(Dataset excerpt)
-- START --

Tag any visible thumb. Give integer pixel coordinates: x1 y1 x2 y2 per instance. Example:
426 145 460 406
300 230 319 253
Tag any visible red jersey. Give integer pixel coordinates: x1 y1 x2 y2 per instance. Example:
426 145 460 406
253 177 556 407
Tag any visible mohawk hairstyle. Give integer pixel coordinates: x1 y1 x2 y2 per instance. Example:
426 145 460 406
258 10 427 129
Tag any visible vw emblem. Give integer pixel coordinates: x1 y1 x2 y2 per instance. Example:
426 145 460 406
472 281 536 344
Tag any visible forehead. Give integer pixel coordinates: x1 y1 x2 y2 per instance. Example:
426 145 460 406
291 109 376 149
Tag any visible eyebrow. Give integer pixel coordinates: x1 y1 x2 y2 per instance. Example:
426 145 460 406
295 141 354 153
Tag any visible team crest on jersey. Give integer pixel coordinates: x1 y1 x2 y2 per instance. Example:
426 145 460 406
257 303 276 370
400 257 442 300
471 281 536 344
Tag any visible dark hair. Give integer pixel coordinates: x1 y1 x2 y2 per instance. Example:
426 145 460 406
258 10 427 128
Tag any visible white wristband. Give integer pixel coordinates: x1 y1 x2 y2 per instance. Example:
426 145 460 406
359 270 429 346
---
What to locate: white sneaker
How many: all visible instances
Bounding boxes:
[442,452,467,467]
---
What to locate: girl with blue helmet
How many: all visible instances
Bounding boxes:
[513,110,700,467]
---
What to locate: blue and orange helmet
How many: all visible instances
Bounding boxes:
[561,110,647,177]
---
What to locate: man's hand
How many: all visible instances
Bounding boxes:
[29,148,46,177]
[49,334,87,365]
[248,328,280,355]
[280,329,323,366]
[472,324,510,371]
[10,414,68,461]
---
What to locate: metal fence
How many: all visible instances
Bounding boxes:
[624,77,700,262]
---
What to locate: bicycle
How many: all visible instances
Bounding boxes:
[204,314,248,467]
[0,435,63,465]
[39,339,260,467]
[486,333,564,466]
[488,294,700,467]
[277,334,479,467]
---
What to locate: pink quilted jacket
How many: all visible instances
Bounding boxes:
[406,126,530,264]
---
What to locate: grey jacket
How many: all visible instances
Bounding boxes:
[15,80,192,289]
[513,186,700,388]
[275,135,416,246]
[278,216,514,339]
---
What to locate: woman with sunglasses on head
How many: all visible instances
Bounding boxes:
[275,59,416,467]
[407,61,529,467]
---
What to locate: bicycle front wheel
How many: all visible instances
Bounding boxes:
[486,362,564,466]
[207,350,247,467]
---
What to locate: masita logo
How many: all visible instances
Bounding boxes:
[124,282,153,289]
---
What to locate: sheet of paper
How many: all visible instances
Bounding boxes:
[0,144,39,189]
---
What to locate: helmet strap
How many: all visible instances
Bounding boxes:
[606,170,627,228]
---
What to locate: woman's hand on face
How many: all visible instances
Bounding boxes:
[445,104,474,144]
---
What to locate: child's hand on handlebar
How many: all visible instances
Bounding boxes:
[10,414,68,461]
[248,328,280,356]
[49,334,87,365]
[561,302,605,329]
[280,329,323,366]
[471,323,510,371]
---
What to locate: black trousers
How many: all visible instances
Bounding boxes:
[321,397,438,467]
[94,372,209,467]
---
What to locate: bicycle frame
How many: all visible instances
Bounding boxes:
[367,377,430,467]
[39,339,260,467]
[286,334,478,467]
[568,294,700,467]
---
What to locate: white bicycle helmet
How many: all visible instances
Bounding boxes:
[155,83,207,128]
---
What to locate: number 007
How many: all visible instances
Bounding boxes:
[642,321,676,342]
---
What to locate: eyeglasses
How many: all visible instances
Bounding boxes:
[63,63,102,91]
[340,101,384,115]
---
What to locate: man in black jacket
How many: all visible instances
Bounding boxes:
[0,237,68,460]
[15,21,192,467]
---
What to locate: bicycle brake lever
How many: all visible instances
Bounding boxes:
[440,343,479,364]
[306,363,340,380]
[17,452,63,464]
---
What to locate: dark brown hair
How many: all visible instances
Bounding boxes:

-- END --

_JOB_. Copy out the records above word for word.

_FULL OUTPUT_.
Tag any visible thumb. Give integer pixel coordinates: x1 y1 x2 y2 per instance. Example:
426 145 460 406
300 230 319 253
Tag any visible red jersey. Give integer pixel coordinates: x1 y1 x2 y2 per instance. Example:
426 145 460 406
253 177 556 407
Tag any visible mohawk hairstyle. Give integer pixel coordinates: x1 y1 x2 y2 per instance. Example:
426 145 460 406
258 10 427 129
Tag any visible vw emblem. Give integer pixel coordinates: x1 y1 x2 y2 per instance. Example:
426 145 460 406
472 281 536 344
Tag any visible forehead. Give integer pixel coordinates: x1 y1 x2 y2 per instance. Example:
426 145 460 406
291 109 376 149
Tag any visible eyebrow. Give integer pixel coordinates: x1 y1 x2 y2 per instance. Example:
426 145 460 406
295 141 354 153
Tag any visible team crest on jersey. Give integer pixel coordinates: x1 y1 x2 y2 per instance. Example:
426 145 460 406
257 303 276 370
400 257 442 300
471 281 536 344
Tag any visible dark hair. Give integer pixel coordinates: x1 y1 x2 y2 per instance. Example:
426 145 460 406
258 10 427 128
Tag any visible white wristband. Give integer pixel coordinates: x1 y1 x2 y2 per instance. Example:
426 145 460 406
359 270 429 346
---
What to locate: white sneaker
How many: all visible instances
Bounding boxes:
[442,452,467,467]
---
What to locate: girl with blue helmet
How many: all visible instances
Bounding boxes:
[513,110,700,467]
---
What to locate: blue and orange helmet
How many: all visible instances
Bounding boxes:
[561,110,647,177]
---
What to locate: man's hand
How many: all visible instances
Bounding boxes:
[29,148,46,177]
[49,334,87,365]
[248,328,280,355]
[280,329,323,366]
[472,324,510,371]
[10,414,68,461]
---
What to locate: metal fence
How many: all visible instances
Bounding boxes:
[624,77,700,262]
---
What to locate: bicycle
How many: all visible instances
Bounding boxes:
[204,314,248,467]
[0,435,63,465]
[39,339,260,467]
[486,333,564,466]
[488,294,700,467]
[277,334,479,467]
---
What to locate: pink quilted jacket
How many: all visible instances
Bounding boxes:
[406,126,530,264]
---
What to locate: grey jacket
How many: all visible instances
Bounding boxes:
[15,80,192,289]
[513,186,700,388]
[275,135,416,246]
[278,216,514,339]
---
What to locate: woman with sunglasses on head
How many: all visible instances
Bounding boxes:
[275,59,416,467]
[407,61,529,467]
---
What to locate: bicycle front wheel
How many: all visible instances
Bounding boxes:
[486,362,564,466]
[207,350,247,467]
---
What to locate: masita logo
How many: all visible instances
Bounding boxes:
[124,282,153,289]
---
What to locate: sheet of paper
How many: all visible instances
Bounding boxes:
[0,144,39,189]
---
What to locate: helmet strap
How many: all visible instances
Bounding boxes:
[606,170,627,228]
---
What to locate: woman's hand on face
How many: all visible instances
Bounding boxes:
[445,104,474,144]
---
What to locate: child's hand on handlebar
How many: all visible instances
Bounding boxes:
[10,414,68,461]
[248,328,280,356]
[49,334,87,365]
[561,302,605,329]
[280,329,323,366]
[471,323,510,371]
---
What to locate: black trousers
How many: all visible instances
Bounding boxes:
[321,397,438,467]
[94,372,209,467]
---
What to locate: bicycle frame
How many: all visible instances
Bounding boxes:
[367,377,430,467]
[39,339,260,467]
[286,334,478,467]
[568,294,700,467]
---
What to locate: white bicycle helmet
How many: all visible instances
Bounding boxes:
[155,83,207,128]
---
What to locate: number 007
How many: all visible instances
Bounding boxes:
[642,321,676,342]
---
What to locate: eyeglasses
How many: all visible instances
Bounding boxes:
[63,63,102,91]
[340,101,384,115]
---
What to locate: man in black jacket
How many: all visible instances
Bounding boxes:
[0,237,68,460]
[15,21,192,467]
---
What to locate: bicycle brake lever
How many: all visible instances
Bounding boxes:
[440,343,479,364]
[306,363,340,380]
[17,452,63,464]
---
What to locate: dark brown hair
How many: all visible instances
Bounding boxes:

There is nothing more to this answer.